A tese de Landré-Beauvais foi o primeiro
relato médico da artrite reumatoide (AR), doença autoimune que tipicamente inflama as pequenas articulações das mãos e dos pés de quase 1% da população
mundial. Diferente da Gota, que classicamente esteve mais presente entre
indivíduos de classes econômicas mais abastadas (“a doença dos reis”), a AR parecia ser mais prevalente em populações de poder socioeconômico mais baixo. Até hoje,
os mecanismos que levam ao surgimento dessa poliartrite (poli = muitos; artrite
= inflamação da articulação) ainda não são totalmente conhecidos. O que se sabe
é que fatores genéticos, tabagismo, infecções e até mesmo a flora gengival
podem ser considerados gatilhos causadores da doença.

::::

Pedido de trabalho A → Reproduza a parte do trecho sobre a artrite reumatoide que começa em "A tese de Landré-Beauvais" e vai até "causadores da doença.".
Pedido de trabalho B → Liste todos os gatilhos da doença citados no trecho sobre a artrite reumatoide.
Pedido de trabalho C → Segundo o trecho sobre a artrite reumatoide, que parcela da população mundial a doença atinge?

::::

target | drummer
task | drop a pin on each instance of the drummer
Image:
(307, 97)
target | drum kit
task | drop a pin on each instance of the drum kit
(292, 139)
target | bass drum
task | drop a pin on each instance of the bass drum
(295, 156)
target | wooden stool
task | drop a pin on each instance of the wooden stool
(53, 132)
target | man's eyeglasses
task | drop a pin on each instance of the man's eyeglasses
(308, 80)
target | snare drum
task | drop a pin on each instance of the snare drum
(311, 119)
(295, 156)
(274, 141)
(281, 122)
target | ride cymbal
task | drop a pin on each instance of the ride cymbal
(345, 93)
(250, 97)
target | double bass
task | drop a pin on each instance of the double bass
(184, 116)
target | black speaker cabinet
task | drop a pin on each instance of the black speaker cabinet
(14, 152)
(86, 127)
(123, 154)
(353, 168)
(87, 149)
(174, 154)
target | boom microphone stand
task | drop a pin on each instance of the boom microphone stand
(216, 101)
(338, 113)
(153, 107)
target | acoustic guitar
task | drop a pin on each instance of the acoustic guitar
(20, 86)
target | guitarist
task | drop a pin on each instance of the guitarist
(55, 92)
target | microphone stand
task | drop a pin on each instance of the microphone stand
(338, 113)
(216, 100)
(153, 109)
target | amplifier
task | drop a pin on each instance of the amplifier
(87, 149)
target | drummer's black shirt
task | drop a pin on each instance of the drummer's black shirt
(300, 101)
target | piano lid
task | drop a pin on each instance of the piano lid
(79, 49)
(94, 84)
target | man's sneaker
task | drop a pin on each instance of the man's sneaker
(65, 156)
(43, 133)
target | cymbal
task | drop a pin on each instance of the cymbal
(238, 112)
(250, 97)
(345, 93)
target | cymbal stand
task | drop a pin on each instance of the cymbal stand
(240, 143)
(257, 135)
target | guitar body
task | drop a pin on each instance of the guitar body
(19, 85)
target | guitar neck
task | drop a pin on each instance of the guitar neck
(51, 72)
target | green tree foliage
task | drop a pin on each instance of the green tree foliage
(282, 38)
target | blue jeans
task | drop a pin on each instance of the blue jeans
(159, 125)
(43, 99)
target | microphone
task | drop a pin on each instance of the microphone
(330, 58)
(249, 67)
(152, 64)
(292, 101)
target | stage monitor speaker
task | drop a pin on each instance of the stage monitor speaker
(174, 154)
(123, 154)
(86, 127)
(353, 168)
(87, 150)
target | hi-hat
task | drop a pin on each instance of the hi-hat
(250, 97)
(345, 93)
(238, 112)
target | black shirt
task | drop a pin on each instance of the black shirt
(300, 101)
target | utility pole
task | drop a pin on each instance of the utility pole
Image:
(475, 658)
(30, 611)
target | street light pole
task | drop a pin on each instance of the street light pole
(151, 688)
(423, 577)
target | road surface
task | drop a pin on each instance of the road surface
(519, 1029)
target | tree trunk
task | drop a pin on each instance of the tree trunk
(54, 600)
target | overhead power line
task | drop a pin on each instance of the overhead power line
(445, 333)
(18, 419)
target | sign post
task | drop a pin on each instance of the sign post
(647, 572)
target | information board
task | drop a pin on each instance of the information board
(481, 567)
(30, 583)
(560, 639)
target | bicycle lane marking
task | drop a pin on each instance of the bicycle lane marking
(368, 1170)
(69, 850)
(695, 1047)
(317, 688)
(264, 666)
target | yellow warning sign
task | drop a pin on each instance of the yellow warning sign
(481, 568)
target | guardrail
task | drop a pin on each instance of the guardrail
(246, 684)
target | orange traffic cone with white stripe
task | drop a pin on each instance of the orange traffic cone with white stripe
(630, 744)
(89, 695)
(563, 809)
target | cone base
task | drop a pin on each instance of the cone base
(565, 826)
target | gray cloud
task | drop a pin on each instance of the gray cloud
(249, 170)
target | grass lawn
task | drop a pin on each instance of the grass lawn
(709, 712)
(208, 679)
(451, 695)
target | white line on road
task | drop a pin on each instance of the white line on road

::::

Resultado A →
A tese de Landré-Beauvais foi o primeiro
relato médico da artrite reumatoide (AR), doença autoimune que tipicamente inflama as pequenas articulações das mãos e dos pés de quase 1% da população
mundial. Diferente da Gota, que classicamente esteve mais presente entre
indivíduos de classes econômicas mais abastadas (“a doença dos reis”), a AR parecia ser mais prevalente em populações de poder socioeconômico mais baixo. Até hoje,
os mecanismos que levam ao surgimento dessa poliartrite (poli = muitos; artrite
= inflamação da articulação) ainda não são totalmente conhecidos. O que se sabe
é que fatores genéticos, tabagismo, infecções e até mesmo a flora gengival
podem ser considerados gatilhos causadores da doença.

Resultado B →
fatores genéticos
tabagismo
infecções
flora gengival

Resultado C → Quase 1% da população mundial.